■ **GIVEN ENTRIES**
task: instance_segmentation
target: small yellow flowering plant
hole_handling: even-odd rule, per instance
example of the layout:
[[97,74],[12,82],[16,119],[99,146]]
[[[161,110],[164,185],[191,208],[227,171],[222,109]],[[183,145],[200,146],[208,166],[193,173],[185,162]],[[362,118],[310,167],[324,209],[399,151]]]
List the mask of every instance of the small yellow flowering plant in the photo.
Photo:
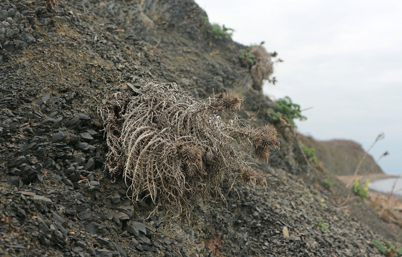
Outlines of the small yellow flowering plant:
[[362,200],[364,200],[369,196],[369,183],[370,180],[366,179],[366,182],[364,184],[361,184],[359,181],[359,178],[355,179],[355,182],[352,185],[352,191],[360,197]]

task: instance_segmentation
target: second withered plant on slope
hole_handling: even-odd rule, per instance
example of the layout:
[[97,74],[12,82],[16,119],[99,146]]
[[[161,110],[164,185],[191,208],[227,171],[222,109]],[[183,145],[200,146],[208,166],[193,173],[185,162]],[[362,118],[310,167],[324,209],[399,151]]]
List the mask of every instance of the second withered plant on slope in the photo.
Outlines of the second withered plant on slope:
[[133,200],[144,197],[180,212],[236,179],[267,187],[265,176],[245,161],[248,150],[268,161],[279,148],[271,125],[251,128],[234,115],[227,123],[218,111],[240,109],[242,100],[220,93],[201,101],[175,83],[148,81],[136,92],[117,92],[98,108],[109,146],[106,165],[121,177]]

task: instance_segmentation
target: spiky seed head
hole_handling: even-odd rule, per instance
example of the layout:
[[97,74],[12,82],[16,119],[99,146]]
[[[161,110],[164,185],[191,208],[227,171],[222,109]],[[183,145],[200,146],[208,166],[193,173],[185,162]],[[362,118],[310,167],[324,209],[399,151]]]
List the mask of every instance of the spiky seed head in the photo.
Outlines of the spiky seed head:
[[258,146],[254,148],[254,156],[260,161],[268,162],[270,154],[269,149],[261,146]]
[[263,141],[262,133],[258,132],[256,133],[251,133],[248,139],[253,146],[257,146],[260,144]]
[[267,180],[265,176],[252,168],[246,166],[240,170],[239,178],[243,182],[254,187],[260,186],[267,188]]
[[194,166],[201,163],[203,152],[200,147],[179,143],[176,149],[178,157],[189,166]]
[[279,149],[280,144],[277,138],[276,128],[271,124],[257,128],[257,135],[261,138],[261,146],[270,150],[275,148]]
[[216,96],[215,101],[213,105],[215,105],[218,110],[238,111],[240,109],[240,105],[242,100],[233,93],[221,92]]

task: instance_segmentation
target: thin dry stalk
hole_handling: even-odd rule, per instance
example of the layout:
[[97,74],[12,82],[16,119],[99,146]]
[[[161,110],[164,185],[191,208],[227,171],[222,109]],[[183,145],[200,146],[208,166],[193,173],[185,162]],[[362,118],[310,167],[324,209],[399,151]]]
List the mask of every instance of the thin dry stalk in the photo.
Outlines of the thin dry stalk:
[[[98,112],[107,133],[111,175],[123,178],[133,201],[150,198],[154,212],[163,206],[180,213],[211,193],[224,199],[219,186],[223,180],[233,185],[239,171],[252,170],[245,162],[244,149],[279,148],[273,126],[252,129],[237,116],[226,124],[216,114],[239,109],[242,101],[224,93],[204,102],[175,83],[154,81],[135,95],[109,95]],[[259,136],[264,143],[253,144],[251,138]],[[250,174],[252,178],[243,174],[241,180],[266,186],[265,176]]]
[[369,148],[369,149],[367,149],[367,151],[365,152],[364,154],[363,155],[361,159],[360,159],[360,161],[356,168],[356,170],[355,171],[355,173],[353,174],[353,179],[350,182],[348,183],[348,184],[346,186],[346,187],[349,187],[352,184],[352,183],[353,183],[353,182],[355,181],[355,179],[356,178],[356,176],[357,176],[357,172],[359,172],[359,170],[360,168],[360,166],[361,166],[361,164],[363,163],[363,161],[365,159],[366,156],[367,156],[367,155],[368,154],[369,152],[370,152],[370,150],[371,150],[371,148],[373,148],[373,147],[374,146],[374,145],[375,145],[377,142],[380,140],[384,139],[385,137],[385,135],[384,134],[384,133],[381,133],[379,134],[377,136],[377,137],[375,138],[375,140],[374,140],[374,142],[373,142]]

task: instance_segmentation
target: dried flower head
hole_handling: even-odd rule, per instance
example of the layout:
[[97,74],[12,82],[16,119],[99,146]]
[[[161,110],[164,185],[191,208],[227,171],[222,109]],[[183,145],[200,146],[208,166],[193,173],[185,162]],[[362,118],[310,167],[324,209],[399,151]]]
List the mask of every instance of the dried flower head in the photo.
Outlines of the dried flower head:
[[253,186],[260,186],[264,188],[267,188],[265,176],[248,166],[240,170],[239,178],[244,183]]
[[215,102],[213,105],[218,110],[222,109],[238,111],[240,109],[242,99],[233,93],[220,93],[216,96]]
[[257,135],[261,137],[260,144],[261,146],[272,150],[274,148],[279,149],[280,144],[277,138],[277,130],[271,124],[260,127],[257,129]]
[[180,142],[176,146],[177,157],[189,166],[192,167],[201,163],[202,149],[196,146],[186,145]]
[[260,161],[267,162],[270,153],[269,149],[261,146],[258,146],[254,148],[254,156]]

■ **WHAT THE EXERCISE ASKS**
Using the material above, retype each entry exactly and omit the pictures.

■ **TASK SOLUTION**
task: instance_segmentation
target: small yellow flowering plant
hole_handling: even-odd rule, per instance
example of the layout:
[[97,74],[12,82],[16,119],[99,146]]
[[[161,110],[164,185],[191,208],[227,171],[222,109]],[[183,145],[200,146],[208,166],[193,173],[185,162]],[[362,118],[310,167],[324,209],[399,151]]]
List the mask of every instance of the small yellow flowering plant in the photo.
Photo:
Outlines of the small yellow flowering plant:
[[362,200],[364,200],[369,196],[369,183],[370,180],[366,179],[366,182],[364,184],[361,184],[359,181],[359,178],[355,179],[355,182],[352,185],[352,191],[360,197]]

task: instance_segmentation
target: second withered plant on slope
hole_handling: even-odd rule, per instance
example of the layout:
[[97,74],[12,82],[16,119],[99,146]]
[[[161,110],[164,185],[191,208],[227,171],[222,109]],[[183,145],[200,146],[208,166],[193,173],[185,162]],[[362,118],[310,167],[324,209],[399,151]]]
List the mask of every instance of the second withered plant on slope in the photo.
Outlines of the second withered plant on slope:
[[133,200],[144,197],[180,212],[236,179],[267,187],[265,176],[245,161],[248,150],[268,161],[279,148],[271,125],[251,128],[234,115],[227,123],[218,111],[240,109],[242,100],[220,93],[201,101],[175,83],[148,81],[136,92],[117,92],[98,108],[109,146],[106,165],[121,177]]

task: instance_segmentation
target: spiky seed head
hole_handling: even-odd rule, per instance
example of the layout:
[[97,74],[12,82],[16,119],[99,146]]
[[[161,110],[164,185],[191,208],[227,171],[222,109]],[[183,145],[200,146],[208,166],[193,173],[185,162]],[[362,118],[310,167],[324,209],[399,151]]]
List the mask of every instance of the spiky seed head in the photo.
Outlines of the spiky seed head:
[[258,146],[254,148],[254,156],[260,161],[268,162],[270,154],[269,149],[261,146]]
[[263,141],[262,133],[258,132],[256,133],[251,133],[248,139],[253,146],[257,146],[260,144]]
[[267,180],[265,176],[252,168],[246,166],[240,170],[239,178],[243,182],[254,187],[260,186],[267,188]]
[[194,166],[201,163],[203,152],[200,147],[179,143],[176,149],[178,157],[189,166]]
[[279,149],[280,144],[277,138],[276,128],[271,124],[257,128],[257,135],[261,138],[261,146],[270,150],[275,148]]
[[216,96],[215,101],[213,105],[215,105],[218,110],[238,111],[240,109],[240,105],[242,100],[233,93],[221,92]]

task: instance_segmentation
target: thin dry stalk
hole_handling: even-odd rule, per instance
example of the layout:
[[97,74],[12,82],[16,119],[99,146]]
[[[161,110],[164,185],[191,208],[227,171],[222,109]],[[183,145],[200,146],[208,166],[193,173],[185,162]],[[362,118],[310,167],[324,209],[399,151]]]
List the mask of every instance of the thin dry stalk in the photo.
Outlines of the thin dry stalk:
[[[98,112],[107,133],[111,175],[123,178],[133,201],[150,198],[154,212],[163,206],[180,213],[211,193],[224,199],[219,186],[223,180],[233,185],[239,171],[252,170],[245,162],[244,149],[279,148],[273,126],[252,129],[237,116],[226,124],[216,114],[239,109],[242,101],[224,93],[204,102],[175,83],[154,81],[135,95],[109,95]],[[259,136],[264,143],[253,144],[251,138]],[[250,174],[252,178],[243,174],[241,180],[266,186],[265,176]]]
[[369,148],[369,149],[367,149],[367,151],[365,152],[364,154],[363,155],[361,159],[360,159],[360,161],[356,168],[356,170],[355,171],[355,173],[353,174],[353,179],[350,182],[348,183],[348,184],[346,186],[346,187],[349,187],[352,184],[352,183],[353,183],[353,182],[355,181],[355,179],[356,178],[356,176],[357,176],[357,172],[359,172],[359,170],[360,168],[360,166],[361,166],[361,164],[363,163],[363,161],[365,159],[366,156],[367,156],[367,155],[368,154],[369,152],[370,152],[370,150],[371,150],[371,148],[373,148],[373,147],[374,146],[374,145],[375,145],[377,142],[380,140],[384,139],[385,137],[385,135],[384,134],[384,133],[381,133],[379,134],[377,136],[377,137],[375,138],[375,140],[374,140],[374,142],[373,142]]

task: instance_segmentation
target: dried flower head
hole_handling: even-odd rule, per instance
example of the layout:
[[97,74],[12,82],[16,119],[99,146]]
[[[161,110],[164,185],[191,208],[227,171],[222,109]],[[183,145],[200,146],[208,166],[193,173],[185,162]],[[362,118],[310,167],[324,209],[399,151]]]
List the mask of every instance of the dried flower head in the photo.
Outlines of the dried flower head:
[[253,186],[260,186],[264,188],[267,188],[265,176],[248,166],[240,170],[239,178],[244,183]]
[[215,102],[213,105],[218,110],[222,109],[238,111],[240,109],[242,99],[233,93],[220,93],[216,96]]
[[257,135],[261,137],[260,144],[261,146],[272,150],[274,148],[279,149],[280,144],[277,138],[277,130],[271,124],[260,127],[257,129]]
[[180,142],[176,146],[177,157],[189,166],[192,167],[201,163],[202,149],[196,146],[186,145]]
[[260,161],[267,162],[270,153],[269,149],[261,146],[258,146],[254,148],[254,156]]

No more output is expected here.